--- Exercise description ---
Rewrite the data from the line containing "Segment every dark" through the last line, changing "license plate" to "number plate" and leaving everything else untouched.

--- Data supplied ---

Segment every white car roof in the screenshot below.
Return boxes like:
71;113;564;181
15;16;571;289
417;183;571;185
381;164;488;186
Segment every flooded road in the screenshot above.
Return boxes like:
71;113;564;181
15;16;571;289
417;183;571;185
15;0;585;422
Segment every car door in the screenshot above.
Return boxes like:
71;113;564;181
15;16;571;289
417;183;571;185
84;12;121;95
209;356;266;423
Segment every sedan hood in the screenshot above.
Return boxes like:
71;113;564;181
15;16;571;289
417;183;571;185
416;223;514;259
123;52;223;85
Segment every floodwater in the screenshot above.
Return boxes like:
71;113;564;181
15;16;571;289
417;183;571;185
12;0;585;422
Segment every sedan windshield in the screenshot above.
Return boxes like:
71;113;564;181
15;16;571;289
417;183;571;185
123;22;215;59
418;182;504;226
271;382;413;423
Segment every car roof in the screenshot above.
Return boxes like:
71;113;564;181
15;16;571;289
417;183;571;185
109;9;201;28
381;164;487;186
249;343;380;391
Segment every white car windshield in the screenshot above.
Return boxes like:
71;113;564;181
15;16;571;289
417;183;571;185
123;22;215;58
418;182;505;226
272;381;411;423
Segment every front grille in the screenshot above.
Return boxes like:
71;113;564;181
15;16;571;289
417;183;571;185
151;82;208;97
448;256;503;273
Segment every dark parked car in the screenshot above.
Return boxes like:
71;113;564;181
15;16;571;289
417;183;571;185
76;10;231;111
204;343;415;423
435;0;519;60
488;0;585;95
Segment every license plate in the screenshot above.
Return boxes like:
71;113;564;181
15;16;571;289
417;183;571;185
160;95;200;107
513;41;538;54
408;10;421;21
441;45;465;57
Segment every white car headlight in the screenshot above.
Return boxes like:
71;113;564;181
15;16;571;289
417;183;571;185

--- Complete output ---
Segment every dark parked car in the screenshot above.
Return boxes like:
71;113;564;181
15;16;571;289
417;183;571;185
76;10;231;111
204;343;415;423
435;0;519;60
488;0;585;95
Segment every number plate in the screenshot above.
Return boxes like:
71;113;564;181
15;16;571;289
417;183;571;185
160;95;200;107
513;41;538;54
408;10;421;21
441;45;465;57
Segment every white car headlight in the screenshot above.
Return boxes like:
71;113;564;181
15;16;571;289
417;183;571;185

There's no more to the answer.